Recorded data
******************************

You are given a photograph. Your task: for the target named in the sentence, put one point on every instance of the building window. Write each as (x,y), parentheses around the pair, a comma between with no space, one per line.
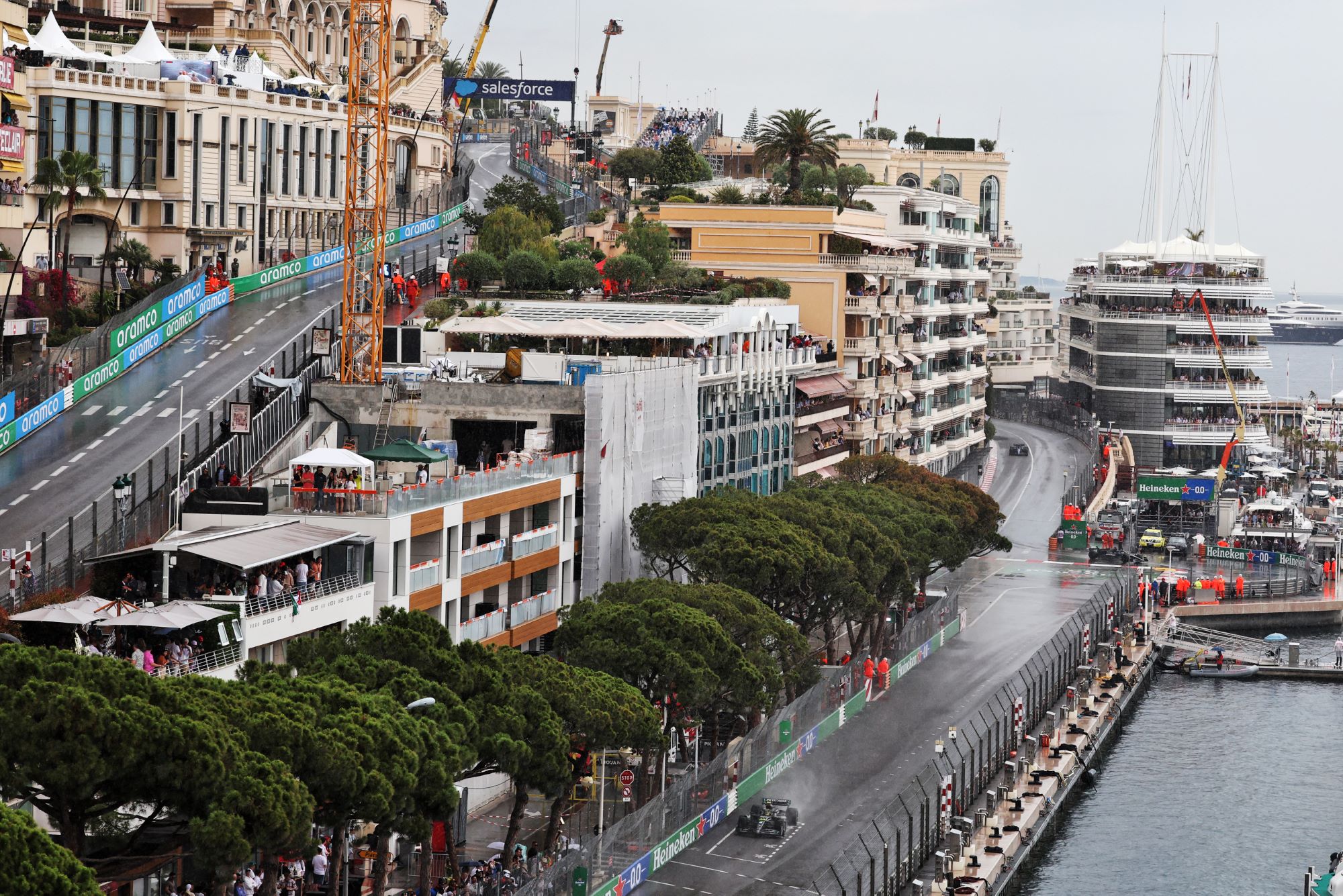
(197,126)
(170,144)
(335,168)
(989,205)
(303,160)
(285,148)
(318,160)
(242,150)
(224,166)
(148,123)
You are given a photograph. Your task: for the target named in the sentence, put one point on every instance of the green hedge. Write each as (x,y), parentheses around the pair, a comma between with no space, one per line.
(952,144)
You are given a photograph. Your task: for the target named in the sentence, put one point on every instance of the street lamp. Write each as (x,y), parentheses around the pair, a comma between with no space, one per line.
(122,505)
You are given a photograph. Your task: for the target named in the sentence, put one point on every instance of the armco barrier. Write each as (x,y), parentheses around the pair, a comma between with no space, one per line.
(723,808)
(310,263)
(132,344)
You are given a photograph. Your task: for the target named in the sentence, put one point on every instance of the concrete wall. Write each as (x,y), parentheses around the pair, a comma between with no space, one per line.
(443,403)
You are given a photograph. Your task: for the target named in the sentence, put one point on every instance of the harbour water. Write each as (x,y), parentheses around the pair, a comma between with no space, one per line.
(1215,788)
(1310,364)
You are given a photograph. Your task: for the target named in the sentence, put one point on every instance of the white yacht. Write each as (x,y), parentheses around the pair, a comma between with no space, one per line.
(1305,322)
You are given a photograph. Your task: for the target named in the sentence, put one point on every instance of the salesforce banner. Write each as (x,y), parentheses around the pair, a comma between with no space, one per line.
(542,91)
(189,306)
(297,267)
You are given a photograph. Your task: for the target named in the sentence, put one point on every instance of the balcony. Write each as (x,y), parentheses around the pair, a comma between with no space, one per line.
(860,346)
(863,388)
(895,264)
(438,493)
(868,305)
(820,409)
(774,361)
(860,428)
(1184,432)
(1217,391)
(819,458)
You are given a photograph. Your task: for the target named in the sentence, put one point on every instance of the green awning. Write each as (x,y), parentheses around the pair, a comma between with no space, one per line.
(408,451)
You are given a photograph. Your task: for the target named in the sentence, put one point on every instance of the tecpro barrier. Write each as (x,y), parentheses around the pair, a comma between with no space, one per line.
(319,260)
(132,342)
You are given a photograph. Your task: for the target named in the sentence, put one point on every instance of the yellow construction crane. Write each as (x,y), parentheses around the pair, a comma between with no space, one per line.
(613,27)
(1236,403)
(366,191)
(476,51)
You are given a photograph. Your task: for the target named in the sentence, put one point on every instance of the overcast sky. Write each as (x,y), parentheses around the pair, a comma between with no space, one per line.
(1076,83)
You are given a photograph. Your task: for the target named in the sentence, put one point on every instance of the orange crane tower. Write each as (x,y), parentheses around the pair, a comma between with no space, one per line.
(366,191)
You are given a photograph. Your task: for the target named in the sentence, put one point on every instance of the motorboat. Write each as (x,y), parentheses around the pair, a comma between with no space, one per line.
(1305,322)
(1225,673)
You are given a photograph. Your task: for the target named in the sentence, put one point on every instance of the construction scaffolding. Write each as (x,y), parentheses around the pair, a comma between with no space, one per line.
(366,191)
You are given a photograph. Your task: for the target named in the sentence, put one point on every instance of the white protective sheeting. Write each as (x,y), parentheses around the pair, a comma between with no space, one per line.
(637,450)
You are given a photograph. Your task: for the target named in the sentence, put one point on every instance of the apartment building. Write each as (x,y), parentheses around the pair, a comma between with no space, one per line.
(490,554)
(898,295)
(1140,354)
(199,170)
(1021,358)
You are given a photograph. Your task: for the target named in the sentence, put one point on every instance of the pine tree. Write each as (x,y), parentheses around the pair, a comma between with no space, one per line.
(753,125)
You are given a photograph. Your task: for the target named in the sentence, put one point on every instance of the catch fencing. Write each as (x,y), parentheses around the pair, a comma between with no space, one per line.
(32,385)
(888,850)
(109,525)
(702,797)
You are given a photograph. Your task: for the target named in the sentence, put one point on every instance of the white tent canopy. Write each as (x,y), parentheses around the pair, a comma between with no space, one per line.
(148,48)
(332,458)
(54,42)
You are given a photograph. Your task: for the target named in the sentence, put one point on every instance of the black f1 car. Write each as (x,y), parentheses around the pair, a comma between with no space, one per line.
(769,819)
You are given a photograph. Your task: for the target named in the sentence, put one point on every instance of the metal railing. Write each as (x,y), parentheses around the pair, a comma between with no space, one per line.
(741,761)
(534,608)
(210,662)
(306,593)
(892,847)
(537,541)
(484,557)
(426,575)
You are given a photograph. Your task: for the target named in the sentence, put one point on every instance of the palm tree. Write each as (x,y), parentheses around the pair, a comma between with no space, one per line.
(64,177)
(492,70)
(797,136)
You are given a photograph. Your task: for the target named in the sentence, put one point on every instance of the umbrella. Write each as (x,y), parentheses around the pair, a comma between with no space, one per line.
(58,613)
(406,451)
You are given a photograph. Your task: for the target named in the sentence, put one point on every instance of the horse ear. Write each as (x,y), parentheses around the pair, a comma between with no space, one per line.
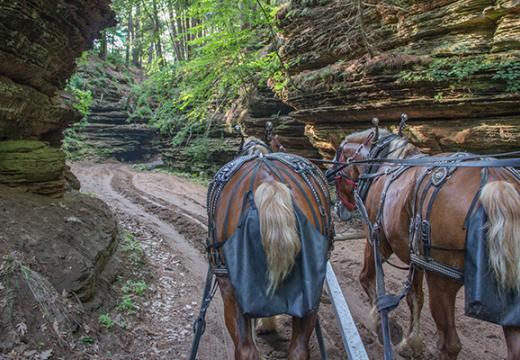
(375,122)
(334,141)
(269,127)
(402,123)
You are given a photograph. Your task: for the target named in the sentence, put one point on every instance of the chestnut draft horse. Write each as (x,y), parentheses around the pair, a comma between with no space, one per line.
(276,185)
(394,199)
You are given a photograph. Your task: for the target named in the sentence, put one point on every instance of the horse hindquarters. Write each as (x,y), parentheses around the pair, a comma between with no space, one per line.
(278,229)
(239,326)
(501,201)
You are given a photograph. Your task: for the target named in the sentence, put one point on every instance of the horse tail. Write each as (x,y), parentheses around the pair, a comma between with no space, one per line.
(501,202)
(278,229)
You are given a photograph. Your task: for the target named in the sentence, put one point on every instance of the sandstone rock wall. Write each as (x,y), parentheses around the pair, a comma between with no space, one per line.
(110,131)
(452,65)
(264,106)
(40,41)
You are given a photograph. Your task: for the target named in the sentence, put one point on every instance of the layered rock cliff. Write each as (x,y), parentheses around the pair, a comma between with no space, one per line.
(263,106)
(110,130)
(40,42)
(452,65)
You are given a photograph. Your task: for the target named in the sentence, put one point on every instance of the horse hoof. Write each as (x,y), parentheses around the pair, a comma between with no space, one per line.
(411,347)
(396,333)
(266,326)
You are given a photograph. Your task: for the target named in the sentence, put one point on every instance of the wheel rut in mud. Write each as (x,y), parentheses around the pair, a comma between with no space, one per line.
(172,209)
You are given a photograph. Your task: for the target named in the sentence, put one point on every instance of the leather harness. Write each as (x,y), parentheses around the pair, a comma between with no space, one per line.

******************************

Objective →
Print exactly the lines above, starting at the line that contains "the horse hoof." and ending with the last line of the records, both included.

Solution to this task →
You are given a photograph. Your task: for the target named in the sentence, put one point on every instance of the horse hoof. Write each as (x,y), parentheses around the pair, a comma between with no space, one per line.
(411,347)
(396,333)
(266,326)
You are given a photograph. Your task: for the target named in the sentence, put one point on every instance of the wheel rut in mud. Write each as (x,y), parentheses around the pair, a comma between with no space, one per line.
(172,209)
You are given a photograph. Your task: for the target named in the sentence, put one point on every instance of the leather harness. Write each as (x,y), parentheses around the pair, a comma between with no space, one per line.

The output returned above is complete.